Work required –
Return every line of the listing below that contains the string "above".

— begin —

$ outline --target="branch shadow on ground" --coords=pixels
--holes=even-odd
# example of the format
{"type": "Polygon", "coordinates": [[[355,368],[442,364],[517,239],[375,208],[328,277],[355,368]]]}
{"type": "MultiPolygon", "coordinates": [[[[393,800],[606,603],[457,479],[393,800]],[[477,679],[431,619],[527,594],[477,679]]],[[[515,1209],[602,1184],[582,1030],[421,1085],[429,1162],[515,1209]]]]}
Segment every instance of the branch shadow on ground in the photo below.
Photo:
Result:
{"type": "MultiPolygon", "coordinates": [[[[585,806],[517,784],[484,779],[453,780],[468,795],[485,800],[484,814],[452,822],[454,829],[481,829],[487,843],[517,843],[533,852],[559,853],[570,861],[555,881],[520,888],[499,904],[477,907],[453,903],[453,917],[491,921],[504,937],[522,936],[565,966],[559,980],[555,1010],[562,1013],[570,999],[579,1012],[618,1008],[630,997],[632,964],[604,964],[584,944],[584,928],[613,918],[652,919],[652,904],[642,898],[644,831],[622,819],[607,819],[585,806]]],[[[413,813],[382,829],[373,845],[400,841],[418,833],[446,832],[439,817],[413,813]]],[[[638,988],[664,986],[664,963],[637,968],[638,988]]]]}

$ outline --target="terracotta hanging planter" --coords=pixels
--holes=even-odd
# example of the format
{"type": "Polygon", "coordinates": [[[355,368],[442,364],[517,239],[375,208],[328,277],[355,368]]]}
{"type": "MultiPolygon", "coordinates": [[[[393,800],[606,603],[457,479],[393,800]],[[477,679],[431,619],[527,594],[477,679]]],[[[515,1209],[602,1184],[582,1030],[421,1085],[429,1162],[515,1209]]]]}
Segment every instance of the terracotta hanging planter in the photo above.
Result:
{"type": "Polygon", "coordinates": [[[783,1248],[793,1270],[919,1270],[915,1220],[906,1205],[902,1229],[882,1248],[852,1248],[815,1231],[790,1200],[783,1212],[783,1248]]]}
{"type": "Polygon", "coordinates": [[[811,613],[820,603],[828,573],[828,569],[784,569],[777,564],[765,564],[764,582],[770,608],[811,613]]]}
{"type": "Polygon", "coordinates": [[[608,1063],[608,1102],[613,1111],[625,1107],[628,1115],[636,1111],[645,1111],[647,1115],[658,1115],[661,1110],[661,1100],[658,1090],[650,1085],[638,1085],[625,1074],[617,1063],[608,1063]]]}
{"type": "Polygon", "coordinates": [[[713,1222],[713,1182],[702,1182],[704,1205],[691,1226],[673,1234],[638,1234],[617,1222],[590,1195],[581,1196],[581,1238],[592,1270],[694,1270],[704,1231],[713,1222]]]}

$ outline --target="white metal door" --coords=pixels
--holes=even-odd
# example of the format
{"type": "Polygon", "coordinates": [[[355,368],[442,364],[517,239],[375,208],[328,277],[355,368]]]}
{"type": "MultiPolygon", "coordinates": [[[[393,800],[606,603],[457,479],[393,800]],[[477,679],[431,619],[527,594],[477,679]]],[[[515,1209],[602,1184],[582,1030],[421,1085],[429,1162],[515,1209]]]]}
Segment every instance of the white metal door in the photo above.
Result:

— end —

Worked answer –
Segment every instance of the terracotta hanging planter in the photo above.
Segment every instance of the white metal door in the photo above.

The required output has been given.